---------- Excerpt to read ----------

In the past, since value ordering was not supported, order-sensitive values had to be stuffed into a single string value with a character separator delimiting each value, which is a pain for consumers to handle, since they had to parse the stored value themselves. A small change, but I suspect it'll come in handy moving forward.

If you want more details, check out the bug report, the ARC case, and the design discussion on smf-discuss.

Friday Oct 19, 2007

We've been working on refreshing the Phase 1 design for NWAM (see here) in the light of what we've learnt during implementation so far. I was tasked with reworking nwamd (1M) to become an SMF delegated restarter, and have tried to describe the design here. As the name suggests, a delegated restarter's job is to take over many of the duties that the master SMF restarter, svc.startd, carries out in managing child instances. In our case, these child instances are Network Configuration Units (NCUs) representing network links and IP interfaces, environments or locations (which specify which name service to use, etc) and External Network Modifiers (which are external-to-NWAM entities that carry out network configuration, such as a VPN client). The reason a delegated restarter is required is that these entitities don't really fit into the standard start/stop/refresh service model - for example a link needs to respond to events such as a WiFi connection dropping, an IP interface needs to respond to events such as acquiring an IP address through DHCP etc. Since it's nwamd's job to monitor for such events, making it a delegated restarter makes sense - it can then handle such events and run appropriate methods and transition the relevant services through appropriate states.

----------

> _What you have to do_
Rewrite the part of the SMF and NWAM excerpt starting with "In the past, since" and going on through "handy moving forward.", using "clients" in place of "consumers".

---------- Information provided ----------

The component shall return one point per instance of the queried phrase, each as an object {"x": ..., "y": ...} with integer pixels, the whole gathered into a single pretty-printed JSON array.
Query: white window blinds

----------

> _Solution below_
In the past, since value ordering was not supported, order-sensitive values had to be stuffed into a single string value with a character separator delimiting each value, which is a pain for clients to handle, since they had to parse the stored value themselves. A small change, but I suspect it'll come in handy moving forward.